TASK ITEM: Print out every entry, keeping each line identical to the original.

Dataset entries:
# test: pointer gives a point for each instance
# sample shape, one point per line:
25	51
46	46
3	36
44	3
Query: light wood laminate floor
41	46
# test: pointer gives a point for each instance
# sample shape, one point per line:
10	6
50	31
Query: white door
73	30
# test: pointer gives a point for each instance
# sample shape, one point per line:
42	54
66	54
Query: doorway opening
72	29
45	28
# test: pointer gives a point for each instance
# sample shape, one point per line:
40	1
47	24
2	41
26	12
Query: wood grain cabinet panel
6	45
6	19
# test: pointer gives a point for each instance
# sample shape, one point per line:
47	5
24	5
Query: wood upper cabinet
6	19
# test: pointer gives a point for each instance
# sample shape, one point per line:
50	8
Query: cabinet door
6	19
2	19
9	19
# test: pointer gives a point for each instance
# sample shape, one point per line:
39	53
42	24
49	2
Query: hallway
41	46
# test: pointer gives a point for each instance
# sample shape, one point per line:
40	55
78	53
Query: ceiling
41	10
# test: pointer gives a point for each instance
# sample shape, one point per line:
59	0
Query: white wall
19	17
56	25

SOLUTION:
# test: pointer gives a point for each instance
# sample shape, one point per line:
25	51
46	46
3	36
44	3
Query: light wood laminate floor
41	46
# test: pointer gives a point for each instance
# sample shape, one point per line:
10	6
50	31
Query: white door
73	30
# test: pointer gives a point for each instance
# sample shape, one point per line:
42	54
66	54
Query: doorway opening
72	29
45	28
# test: pointer gives a point for each instance
# sample shape, one point per line:
40	1
47	24
2	41
26	12
Query: wood grain cabinet panel
6	45
6	19
# test: pointer gives a point for each instance
# sample shape, one point per line:
47	5
24	5
Query: wood upper cabinet
6	19
# test: pointer gives a point for each instance
# sample shape, one point per line:
50	8
Query: cabinet door
6	19
2	19
9	19
# test: pointer gives a point for each instance
# sample shape, one point per line:
39	53
42	24
49	2
Query: hallway
41	46
# test: pointer gives a point for each instance
# sample shape, one point per line:
40	55
78	53
Query: ceiling
41	10
# test: pointer gives a point for each instance
# sample shape, one point per line:
59	0
Query: white wall
19	17
56	25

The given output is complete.